━━━━━ Texto de lectura ━━━━━
Sacrilegio para el sacrosanto futbol
Por Jorge Leonel Cabrera Huerta
La corona de espinas alcanza la frente del futbol. ¿Cómo va a ser? Ya no se respeta ni al sacrosanto deporte nacional del balompié. Sí, todos sabemos de la guerra contra el narco, y que si los miles de muertos, y que ya no se puede vivir así. Y si bien a Cabañas le dieron un balazo en la cabeza, fue en un antro, ¡no en el templo de la cancha! Además Cabañas regresó de entre los muertos, ¡como Lázaro…! Pero meterse con el soccer, en su terreno sagrado…, y provocar la cancelación de un partido: ¡Dios!, eso sí que es un sacrilegio, pecado mortal, infierno eterno para esos narcos y para el comando que se les atravesó.
La mera verdad es que a mí ni me gusta el futbol. Nunca fui muy amiguero y de pequeño prefería quedarme en mi casa, viendo caricaturas y leyendo cómics, que salir con esa manada de bestias salvajes que corrían tras un balón; se me hacía algo como de la prehistoria “uga buga ¡goool!”. Sin ofender, simplemente yo era pequeño y me sentía amenazado por los niños grandes; ahora pienso que debí correr más, así tendría carne en mis piernas y no sólo estos huesitos escuálidos.
En la adolescencia lo intenté para hacerme notar con las féminas ¡y vaya que lo logré! En mi partido debut (y despedida) metí un autogol (en defensa mía debo decir que el portero era un amigo de un amigo, al cual yo desconocía por completo); y además por pegarle a una espinilla en vez de patear el balón armé una batalla campal. Pero al final todos regresaron a jugar, porque el fucho es sagrado.
Cuando me enteré de una balacera en un partido de futbol, lo cierto es que no me sorprendió mucho, pues dadas mis experiencias siempre he visto este deporte (y muchos otros, no se diga el americano) como una canalización de la violencia inherente al ser humano: decidimos pegarle de patadas a un balón en vez de patear la cabeza de nuestros enemigos.
Lo primero que pensé fue que algún aficionado radical (como ese fan del Centeno que se echó a Lennon) había tomado justicia poética por un mal desempeño de su equipo. Dejé pasar la noticia de largo como un dato común de la nota roja, de ésos que hay tantos que ya para qué les pones atención, es puro morbo ¿no? Pero luego resultó que todos hablaban de ese hecho, y con indignación creciente: “¡Qué vergüenza que suceda esto en el futbol mexicano!” –decían–, y fue entonces cuando presté atención a los demás datos y me enteré de que había sido una balacera ajena al futbol.
━━━━━ Datos proporcionados ━━━━━
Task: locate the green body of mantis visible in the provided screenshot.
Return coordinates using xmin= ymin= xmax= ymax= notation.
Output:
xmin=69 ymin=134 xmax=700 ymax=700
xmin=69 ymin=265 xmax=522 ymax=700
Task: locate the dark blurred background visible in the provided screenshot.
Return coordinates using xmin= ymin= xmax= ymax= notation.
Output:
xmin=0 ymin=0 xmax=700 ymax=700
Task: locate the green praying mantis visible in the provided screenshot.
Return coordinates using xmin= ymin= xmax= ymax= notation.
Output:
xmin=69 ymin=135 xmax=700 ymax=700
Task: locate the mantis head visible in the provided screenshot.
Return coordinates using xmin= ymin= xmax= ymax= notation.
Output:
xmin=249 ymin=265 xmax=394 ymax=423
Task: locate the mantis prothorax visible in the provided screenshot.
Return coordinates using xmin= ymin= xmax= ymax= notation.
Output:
━━━━━
Tarea:
Cita tal cual el pasaje del texto sobre el futbol que va desde "En la adolescencia" hasta "de nuestros enemigos.", incluidas ambas partes.

Respuesta:
En la adolescencia lo intenté para hacerme notar con las féminas ¡y vaya que lo logré! En mi partido debut (y despedida) metí un autogol (en defensa mía debo decir que el portero era un amigo de un amigo, al cual yo desconocía por completo); y además por pegarle a una espinilla en vez de patear el balón armé una batalla campal. Pero al final todos regresaron a jugar, porque el fucho es sagrado.
Cuando me enteré de una balacera en un partido de futbol, lo cierto es que no me sorprendió mucho, pues dadas mis experiencias siempre he visto este deporte (y muchos otros, no se diga el americano) como una canalización de la violencia inherente al ser humano: decidimos pegarle de patadas a un balón en vez de patear la cabeza de nuestros enemigos.